▸ **Testo**:

───

In memoria di Mary Ellen Mark
È scomparsa Mary Ellen Mark, la fotografa della sofferenza e della reinvenzione della realtà. Tim Burton ha espresso per primo il dolore per la sua morte, per chi aveva documentato la lavorazione di sette suoi film. Qui il ricordo di Clara Tosi Pamphili.
In un’intervista del 2013, Giuseppe Rotunno dichiarava che Mary Ellen Mark (Philadelphia, 1940 – New York, 2015) era una dei suoi fotografi preferiti. Si erano conosciuti sul set del Satyricon nel 1968, dove lui cercava di fotografare il buio e disegnava con la luce uno dei più importanti film di Federico Fellini e lei era stata inviata a fare un reportage per Look sul grande regista italiano. Era al suo primo incarico dopo essersi laureata in pittura e storia dell’arte in Pennsylvania, aver fatto un master di due anni in fotogiornalismo e aver passato un anno in Turchia.
Oltre al Satyricon le venne chiesto di documentare l’uso del metadone come pratica di cura dell’eroina a Londra, due situazioni apparentemente opposte, che hanno continuato a caratterizzare tutta la sua vita e la sua produzione. Il cinema e il reportage: l’attenzione ai dimenticati dalla società, alla documentazione dell’ingiustizia sociale, ma anche la passione per la documentazione della finzione, della costruzione dell’artificio soprattutto nei film di registi visionari.
Mary Ellen Mark è morta a 75 anni dopo un dura malattia. Non aveva perso il look da esploratrice, come quello della foto che la ritrae con al collo le macchine, rigorosamente analogiche, appoggiata al possente Marlon Brando di Apocalypse Now.
In viaggio continuamente, a esplorare i luoghi dell’emarginazione per fotografarla e renderla un dato concreto: così è la prima a fare un reportage su Madre Teresa di Calcutta, a fare ritratti della cultura omosessuale e del fronte di liberazione femminista e poi la guerra in Vietnam.
“Sono interessata alle figure borderline. Quello che voglio fare è provare la loro esistenza”, diceva nel 1987. Nel 1992 produce il film American Heart con la regia del marito Martin Bell, realizza pubblicazioni; sedici sue serie sono state esposte nei più importanti musei del mondo e vince premi importanti come il Robert F. Kennedy Journalism Award, il Cornell Capa Award e il Photographer of the Year Award. Ha collaborato con Life, New York Times, Paris Match, Rolling Stone, The New Yorker, Vanity Fair. La sua sensibilità di fotogiornalista le consente di realizzare un progetto meraviglioso per il National Museum di Reykjavik, nel 2007, Extraordinary child, sull’attività di due scuole per bambini disabili.

───

▸ **Dati forniti**:
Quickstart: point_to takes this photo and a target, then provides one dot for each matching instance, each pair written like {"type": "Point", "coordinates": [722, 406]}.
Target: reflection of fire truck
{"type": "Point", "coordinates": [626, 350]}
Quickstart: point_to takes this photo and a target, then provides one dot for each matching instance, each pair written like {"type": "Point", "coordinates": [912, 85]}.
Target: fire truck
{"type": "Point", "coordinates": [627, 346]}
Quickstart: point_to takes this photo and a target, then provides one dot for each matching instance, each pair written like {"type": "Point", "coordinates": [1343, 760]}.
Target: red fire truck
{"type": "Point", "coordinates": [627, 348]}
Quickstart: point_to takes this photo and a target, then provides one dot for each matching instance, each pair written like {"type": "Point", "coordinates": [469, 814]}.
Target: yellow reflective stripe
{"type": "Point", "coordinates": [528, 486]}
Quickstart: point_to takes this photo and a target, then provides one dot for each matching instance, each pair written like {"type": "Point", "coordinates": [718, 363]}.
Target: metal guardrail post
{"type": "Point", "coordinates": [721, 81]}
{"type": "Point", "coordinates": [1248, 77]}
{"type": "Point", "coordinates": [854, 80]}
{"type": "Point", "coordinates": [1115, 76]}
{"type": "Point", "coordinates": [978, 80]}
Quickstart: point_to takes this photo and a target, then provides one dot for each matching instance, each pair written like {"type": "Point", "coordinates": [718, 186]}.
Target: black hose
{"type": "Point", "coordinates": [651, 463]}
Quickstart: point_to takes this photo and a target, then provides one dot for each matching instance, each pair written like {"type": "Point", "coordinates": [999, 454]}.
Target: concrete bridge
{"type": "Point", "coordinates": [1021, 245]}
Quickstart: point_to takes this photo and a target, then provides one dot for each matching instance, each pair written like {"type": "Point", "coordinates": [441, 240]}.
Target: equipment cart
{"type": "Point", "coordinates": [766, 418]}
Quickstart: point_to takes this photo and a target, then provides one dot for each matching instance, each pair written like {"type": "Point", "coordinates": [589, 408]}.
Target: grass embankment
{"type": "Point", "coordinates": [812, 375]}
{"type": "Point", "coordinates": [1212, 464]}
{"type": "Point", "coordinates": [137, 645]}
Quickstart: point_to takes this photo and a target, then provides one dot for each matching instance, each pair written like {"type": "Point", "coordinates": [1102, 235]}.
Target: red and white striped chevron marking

───

▸ **Consegne**:
- a) Elenca tutte le testate giornalistiche con cui, secondo il testo su Mary Ellen Mark, la fotografa ha collaborato.
- b) Riassumi in due frasi il testo su Mary Ellen Mark.
- c) Scrivi il seguito del testo su Mary Ellen Mark, partendo dopo l'ultima frase.

▸ **Soluzioni**:
- a) Life, New York Times, Paris Match, Rolling Stone, The New Yorker, Vanity Fair

- b) Mary Ellen Mark, fotografa morta a 75 anni nel 2015, ha unito per tutta la vita la documentazione del cinema, a partire dal set del Satyricon di Fellini, e il reportage sugli emarginati e sull'ingiustizia sociale. Ha fotografato tra l'altro Madre Teresa di Calcutta e la guerra in Vietnam, ha collaborato con grandi testate, ha esposto nei più importanti musei del mondo e ha vinto premi prestigiosi.

- c)
Così come ha sempre viaggiato nelle vite dei dimenticati, ha passato un mese sul set del Satyricon, dieci anni dopo farà lo stesso con Apocalypse Now: diceva che le piaceva andare in giro per il set con la sua Leica per documentare quello che succedeva, non per fare foto da poster agli attori. Con questo spirito di ricerca dello stato d’animo realizza un ritratto bellissimo di Rotunno e Fellini, una delle tante immagini che documentano il set, le pause, il trucco, l’energia del regista che “urlava sempre per farti muovere e andare con lui”.
Satyricon fu un’iniziazione perfetta: un film che racconta le abiezioni umane, i sogni, le babilonie e le negatività soprattutto dei due giovani protagonisti, amici che nel pericolo non si aiutano, figure sbandate e borderline anche loro. Un’interpretazione artistica del problema sociale che la condizionerà in tutti i suoi lavori, portandola a guardare l’individuo sia come vittima reale di ambienti precisi (ad esempio la scuola) che come entità al di là di ogni confine spaziale, temporale e sociale.
Oltre al lavoro con Federico Fellini, Francis Ford Coppola e Tim Burton, è stata fotografa di scena di altri set tra cui Conoscenza carnale, Qualcuno volò sul nido del cuculo e Alice’s Restaurant.